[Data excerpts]
=====

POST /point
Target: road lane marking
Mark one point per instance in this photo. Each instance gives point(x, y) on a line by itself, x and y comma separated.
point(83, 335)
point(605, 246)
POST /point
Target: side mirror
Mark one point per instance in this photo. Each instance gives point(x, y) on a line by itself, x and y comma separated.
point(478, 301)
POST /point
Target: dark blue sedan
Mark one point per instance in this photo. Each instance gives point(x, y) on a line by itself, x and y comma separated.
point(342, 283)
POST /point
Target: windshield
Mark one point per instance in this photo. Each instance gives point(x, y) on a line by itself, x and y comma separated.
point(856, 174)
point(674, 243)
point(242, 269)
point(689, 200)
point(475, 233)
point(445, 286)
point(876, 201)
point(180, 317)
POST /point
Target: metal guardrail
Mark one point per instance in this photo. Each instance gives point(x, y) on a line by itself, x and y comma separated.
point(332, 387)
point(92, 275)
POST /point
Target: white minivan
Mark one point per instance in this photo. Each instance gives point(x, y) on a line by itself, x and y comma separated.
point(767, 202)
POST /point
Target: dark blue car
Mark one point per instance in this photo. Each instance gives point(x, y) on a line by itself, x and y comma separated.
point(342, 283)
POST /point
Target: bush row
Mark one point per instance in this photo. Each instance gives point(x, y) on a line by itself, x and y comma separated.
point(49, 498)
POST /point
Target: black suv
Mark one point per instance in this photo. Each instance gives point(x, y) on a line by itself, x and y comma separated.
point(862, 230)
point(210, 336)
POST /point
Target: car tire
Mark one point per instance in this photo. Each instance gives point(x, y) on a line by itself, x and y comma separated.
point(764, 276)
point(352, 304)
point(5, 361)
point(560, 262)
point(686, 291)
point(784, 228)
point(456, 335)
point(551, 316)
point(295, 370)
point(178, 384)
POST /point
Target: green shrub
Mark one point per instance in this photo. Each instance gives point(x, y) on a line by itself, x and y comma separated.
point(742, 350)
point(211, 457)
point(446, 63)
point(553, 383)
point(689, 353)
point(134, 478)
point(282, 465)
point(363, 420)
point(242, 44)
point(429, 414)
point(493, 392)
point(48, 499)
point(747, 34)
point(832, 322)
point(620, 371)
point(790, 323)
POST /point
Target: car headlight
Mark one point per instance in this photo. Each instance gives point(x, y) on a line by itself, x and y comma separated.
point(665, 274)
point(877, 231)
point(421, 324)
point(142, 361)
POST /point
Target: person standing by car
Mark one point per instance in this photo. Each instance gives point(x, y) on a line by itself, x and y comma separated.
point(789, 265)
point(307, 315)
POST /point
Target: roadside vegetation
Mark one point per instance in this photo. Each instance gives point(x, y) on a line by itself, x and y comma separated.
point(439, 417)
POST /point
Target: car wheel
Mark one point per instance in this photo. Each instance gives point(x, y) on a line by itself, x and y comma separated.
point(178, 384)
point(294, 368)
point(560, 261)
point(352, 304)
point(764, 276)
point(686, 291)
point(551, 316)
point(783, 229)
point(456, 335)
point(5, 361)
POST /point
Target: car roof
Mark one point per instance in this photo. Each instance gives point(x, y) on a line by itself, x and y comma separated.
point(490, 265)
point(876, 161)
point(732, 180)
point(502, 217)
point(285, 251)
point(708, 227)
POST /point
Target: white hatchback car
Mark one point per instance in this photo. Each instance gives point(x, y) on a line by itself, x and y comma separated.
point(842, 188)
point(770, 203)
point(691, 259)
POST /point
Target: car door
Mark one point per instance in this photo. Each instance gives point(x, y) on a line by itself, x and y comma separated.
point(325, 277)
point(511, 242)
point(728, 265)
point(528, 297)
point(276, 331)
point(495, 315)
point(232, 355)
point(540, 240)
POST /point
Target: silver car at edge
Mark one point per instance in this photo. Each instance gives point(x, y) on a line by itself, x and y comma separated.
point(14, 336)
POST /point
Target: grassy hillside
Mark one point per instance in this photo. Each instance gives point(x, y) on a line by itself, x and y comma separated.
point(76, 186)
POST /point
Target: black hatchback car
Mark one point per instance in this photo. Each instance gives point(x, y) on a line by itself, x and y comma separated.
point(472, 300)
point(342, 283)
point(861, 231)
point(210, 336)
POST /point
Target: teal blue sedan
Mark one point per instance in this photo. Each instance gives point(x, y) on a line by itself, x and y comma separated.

=====

Task instructions =>
Copy all of the data exactly. Skip nothing.

Task solution =>
POST /point
Target: road lane marking
Mark one point per instance in this photo. Each instance gives point(x, y) on a line by itself, x and y comma separated.
point(83, 335)
point(605, 246)
POST /point
Target: side mirror
Mark one point per instance in this photo. Each instance gives point(x, y) on a line by itself, x and y comma separated.
point(478, 301)
POST /point
Target: dark blue sedan
Mark one point per instance in this photo. Each instance gives point(x, y) on a line by itself, x and y comma separated.
point(342, 283)
POST /point
Target: windshield
Mark one point per instance in this photo. Each instance gives point(x, y) on a line by itself, x and y comma separated.
point(856, 174)
point(674, 243)
point(242, 269)
point(689, 200)
point(475, 233)
point(445, 286)
point(876, 201)
point(180, 317)
POST /point
Target: metal guardrail
Mark one point per instance in this photo. Each instance gives point(x, y) on a line by itself, x and y comma separated.
point(332, 387)
point(92, 275)
POST /point
Target: white minivan
Mark one point per instance in this photo. Each instance gives point(x, y) on a line by itself, x and y comma separated.
point(767, 202)
POST /point
Target: dark blue car
Mark one point per instance in this photo. Each instance gives point(x, y) on a line by itself, x and y comma separated.
point(342, 283)
POST /point
Target: bush row
Mark one point per instance in this photo. Each instance gives point(x, y) on a line by itself, x and y comma separated.
point(49, 498)
POST /point
Target: black suv
Mark one point per instance in this photo. Each instance gives point(x, y) on a line by itself, x and y comma separated.
point(862, 230)
point(210, 336)
POST /point
Target: car tire
Mark one point per instance in this photo. Each instance gives point(x, y) on a line by itself, x and y comma separated.
point(764, 276)
point(352, 304)
point(5, 361)
point(560, 262)
point(686, 291)
point(784, 228)
point(456, 335)
point(551, 316)
point(295, 370)
point(178, 384)
POST /point
Target: green shrub
Mark one point per instance in this photo. Each instance gives point(x, y) on a line by itself, x and y comma separated.
point(742, 350)
point(211, 457)
point(446, 63)
point(553, 383)
point(689, 353)
point(134, 478)
point(282, 465)
point(363, 420)
point(242, 44)
point(429, 414)
point(493, 392)
point(48, 499)
point(747, 34)
point(832, 322)
point(620, 371)
point(790, 323)
POST /point
Target: car headlight
Mark one point per instance in this photo. Each instance gives point(x, y) on a line by itself, x and y comma separated.
point(665, 274)
point(877, 231)
point(421, 324)
point(142, 361)
POST /point
Target: person standing by car
Mark one point per instance in this photo. Each instance gives point(x, y) on a line by itself, x and y comma separated.
point(789, 265)
point(307, 315)
POST /point
Target: roadside vegetation
Mark one point per instance in this photo. Each instance gives point(x, y) on a line by itself, x and y comma separated.
point(439, 417)
POST /point
Target: car wheel
Mark one point per instance in this photo. Each instance gives point(x, y) on a line by itself, x and y comma separated.
point(178, 384)
point(294, 368)
point(560, 261)
point(352, 304)
point(764, 276)
point(686, 291)
point(551, 316)
point(783, 229)
point(456, 335)
point(5, 361)
POST /point
Target: car roof
Mark one point per instance in this photo. Each instance gives point(x, y) on a line by itself, x and y comma separated.
point(490, 265)
point(876, 161)
point(732, 180)
point(502, 217)
point(285, 251)
point(708, 227)
POST /point
Target: white hatchback car
Mark one point per instance in this photo. Each instance gives point(x, y) on a line by itself, x and y comma separated.
point(842, 188)
point(770, 203)
point(691, 259)
POST /point
Target: car door
Mark one point per instance in this photo. Each instance gives point(x, y) on a line by itself, x and y comma separated.
point(325, 277)
point(511, 242)
point(728, 265)
point(528, 297)
point(276, 331)
point(495, 315)
point(232, 355)
point(540, 240)
POST /point
Target: silver car at edge
Mark one point per instance in this photo. Each instance gives point(x, y) on a line by itself, x and y comma separated.
point(14, 336)
POST /point
Target: grassy hillside
Mark one point per instance in this photo. Each instance gives point(x, y) on a line by itself, x and y comma separated.
point(76, 186)
POST /point
Target: black hatchback car
Mark one point per instance in this photo. Each instance gives point(x, y) on a line by itself, x and y comma separated.
point(472, 300)
point(342, 283)
point(861, 231)
point(210, 336)
POST /point
Target: teal blue sedan
Mark one point per instance in this photo. Each instance gives point(x, y) on a line by itself, x and y comma separated.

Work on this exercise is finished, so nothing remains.